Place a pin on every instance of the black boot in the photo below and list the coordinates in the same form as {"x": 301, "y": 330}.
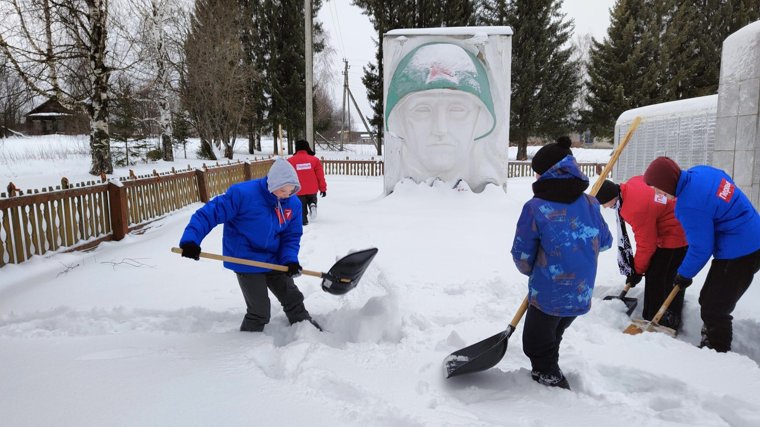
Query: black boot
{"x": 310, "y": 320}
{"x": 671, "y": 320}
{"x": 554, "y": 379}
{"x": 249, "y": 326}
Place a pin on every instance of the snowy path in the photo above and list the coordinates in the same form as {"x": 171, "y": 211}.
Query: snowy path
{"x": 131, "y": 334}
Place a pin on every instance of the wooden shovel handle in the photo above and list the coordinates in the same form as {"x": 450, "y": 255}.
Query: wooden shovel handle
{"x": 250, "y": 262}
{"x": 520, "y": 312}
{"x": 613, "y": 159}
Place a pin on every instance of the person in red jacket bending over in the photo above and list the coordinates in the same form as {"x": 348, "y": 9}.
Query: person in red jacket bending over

> [WHAT THE TASK ASKS]
Rewrite every line of the listing above as one numbered list, skipping any blank lines and leaving out the pictures.

> [SOLVED EXERCISE]
1. Place a pin on every instance of the black boot in the photo below and list the coordinates in the same form as {"x": 301, "y": 330}.
2. Query: black boot
3. {"x": 310, "y": 320}
4. {"x": 671, "y": 320}
5. {"x": 554, "y": 379}
6. {"x": 249, "y": 326}
7. Place a pin on every instance of the snowy path in the photo above and list the coordinates in the same form as {"x": 171, "y": 211}.
8. Query: snowy path
9. {"x": 131, "y": 334}
10. Place a pin on every instance of the wooden shovel handle in the photo above and list the coordinates in the same form as {"x": 450, "y": 255}.
11. Query: wooden shovel handle
12. {"x": 250, "y": 262}
13. {"x": 520, "y": 312}
14. {"x": 613, "y": 159}
15. Place a pin on every instance of the person in red jacket bending over in the photo above and list the coordinates in the same form as {"x": 348, "y": 9}.
16. Query: person in red jacket bending over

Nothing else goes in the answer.